MATERIAL =>
+-------+

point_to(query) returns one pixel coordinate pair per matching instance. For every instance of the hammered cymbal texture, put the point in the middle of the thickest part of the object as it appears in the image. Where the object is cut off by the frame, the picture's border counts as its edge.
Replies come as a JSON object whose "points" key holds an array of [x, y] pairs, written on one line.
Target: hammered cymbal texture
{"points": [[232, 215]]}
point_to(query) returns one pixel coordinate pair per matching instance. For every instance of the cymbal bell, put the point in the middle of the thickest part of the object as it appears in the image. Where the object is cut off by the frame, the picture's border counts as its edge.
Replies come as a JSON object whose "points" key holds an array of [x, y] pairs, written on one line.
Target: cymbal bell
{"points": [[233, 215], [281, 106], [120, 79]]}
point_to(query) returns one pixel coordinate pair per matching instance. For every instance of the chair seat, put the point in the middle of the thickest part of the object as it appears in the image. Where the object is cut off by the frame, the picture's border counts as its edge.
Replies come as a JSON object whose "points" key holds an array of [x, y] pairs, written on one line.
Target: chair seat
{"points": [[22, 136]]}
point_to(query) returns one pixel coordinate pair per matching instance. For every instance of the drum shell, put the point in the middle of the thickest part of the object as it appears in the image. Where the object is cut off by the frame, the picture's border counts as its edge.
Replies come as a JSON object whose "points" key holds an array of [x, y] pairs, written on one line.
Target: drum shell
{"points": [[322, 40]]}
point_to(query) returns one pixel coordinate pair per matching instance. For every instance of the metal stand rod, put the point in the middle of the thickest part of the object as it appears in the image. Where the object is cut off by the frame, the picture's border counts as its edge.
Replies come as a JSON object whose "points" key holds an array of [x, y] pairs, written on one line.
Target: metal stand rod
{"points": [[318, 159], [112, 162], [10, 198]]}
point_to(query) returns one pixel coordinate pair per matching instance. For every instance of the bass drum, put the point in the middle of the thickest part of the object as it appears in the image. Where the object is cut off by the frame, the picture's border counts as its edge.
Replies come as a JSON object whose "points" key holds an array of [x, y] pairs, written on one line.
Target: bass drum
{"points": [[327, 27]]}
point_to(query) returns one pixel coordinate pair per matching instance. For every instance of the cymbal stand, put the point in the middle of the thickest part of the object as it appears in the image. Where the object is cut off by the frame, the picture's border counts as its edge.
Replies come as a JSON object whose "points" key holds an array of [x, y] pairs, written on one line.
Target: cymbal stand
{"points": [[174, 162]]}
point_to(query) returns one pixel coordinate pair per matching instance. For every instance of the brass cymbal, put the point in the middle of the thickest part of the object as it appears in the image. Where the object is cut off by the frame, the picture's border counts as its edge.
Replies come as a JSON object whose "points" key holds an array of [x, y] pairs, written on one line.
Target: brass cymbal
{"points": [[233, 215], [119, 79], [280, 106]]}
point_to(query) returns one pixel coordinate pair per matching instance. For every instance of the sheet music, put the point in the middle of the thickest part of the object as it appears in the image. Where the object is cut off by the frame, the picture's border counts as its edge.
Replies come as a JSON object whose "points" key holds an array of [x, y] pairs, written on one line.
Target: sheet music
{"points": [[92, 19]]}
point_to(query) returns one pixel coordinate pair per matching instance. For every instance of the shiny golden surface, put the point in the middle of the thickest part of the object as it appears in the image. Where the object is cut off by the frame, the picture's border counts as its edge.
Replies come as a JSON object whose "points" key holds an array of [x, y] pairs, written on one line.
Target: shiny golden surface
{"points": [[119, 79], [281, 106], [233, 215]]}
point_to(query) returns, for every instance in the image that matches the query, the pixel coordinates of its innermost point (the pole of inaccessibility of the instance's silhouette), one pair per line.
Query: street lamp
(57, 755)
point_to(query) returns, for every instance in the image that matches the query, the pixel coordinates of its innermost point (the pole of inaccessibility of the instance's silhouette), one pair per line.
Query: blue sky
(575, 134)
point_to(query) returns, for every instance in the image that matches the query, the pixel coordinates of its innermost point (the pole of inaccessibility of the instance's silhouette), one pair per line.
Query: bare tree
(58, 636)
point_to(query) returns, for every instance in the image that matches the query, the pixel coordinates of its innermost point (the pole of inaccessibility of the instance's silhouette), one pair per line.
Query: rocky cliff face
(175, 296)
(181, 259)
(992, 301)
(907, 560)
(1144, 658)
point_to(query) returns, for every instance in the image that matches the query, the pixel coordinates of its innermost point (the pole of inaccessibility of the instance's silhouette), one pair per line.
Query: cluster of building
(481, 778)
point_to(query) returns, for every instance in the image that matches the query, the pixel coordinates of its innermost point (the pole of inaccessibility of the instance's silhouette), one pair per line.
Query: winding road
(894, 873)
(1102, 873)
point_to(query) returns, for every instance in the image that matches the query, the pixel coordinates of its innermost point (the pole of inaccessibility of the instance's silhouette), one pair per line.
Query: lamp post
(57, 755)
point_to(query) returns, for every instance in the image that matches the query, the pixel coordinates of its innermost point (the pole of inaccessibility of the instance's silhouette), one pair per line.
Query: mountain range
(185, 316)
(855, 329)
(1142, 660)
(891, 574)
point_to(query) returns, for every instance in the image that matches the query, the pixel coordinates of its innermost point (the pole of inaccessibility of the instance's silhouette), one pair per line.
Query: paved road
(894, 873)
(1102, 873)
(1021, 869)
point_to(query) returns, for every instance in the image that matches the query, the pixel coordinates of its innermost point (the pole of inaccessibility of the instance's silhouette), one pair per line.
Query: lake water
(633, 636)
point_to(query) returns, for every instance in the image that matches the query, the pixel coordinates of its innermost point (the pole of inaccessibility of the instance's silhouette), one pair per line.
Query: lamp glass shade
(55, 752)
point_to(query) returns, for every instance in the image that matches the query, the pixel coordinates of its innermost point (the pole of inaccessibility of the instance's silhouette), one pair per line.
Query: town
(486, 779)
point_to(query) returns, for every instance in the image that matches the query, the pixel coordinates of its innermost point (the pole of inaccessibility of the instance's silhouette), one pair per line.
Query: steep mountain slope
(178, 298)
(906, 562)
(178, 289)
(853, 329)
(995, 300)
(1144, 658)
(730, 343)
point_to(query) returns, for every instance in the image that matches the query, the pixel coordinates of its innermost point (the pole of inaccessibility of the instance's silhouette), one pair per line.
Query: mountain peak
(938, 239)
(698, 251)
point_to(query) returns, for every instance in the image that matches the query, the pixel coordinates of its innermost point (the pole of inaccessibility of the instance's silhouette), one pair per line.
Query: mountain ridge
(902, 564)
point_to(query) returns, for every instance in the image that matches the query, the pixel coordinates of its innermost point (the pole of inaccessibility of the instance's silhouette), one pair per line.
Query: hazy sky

+-------+

TO BE DONE =>
State how many lines of the material above contain the string "bell". Reply with the number alone.

OUTPUT OF THE TASK =>
2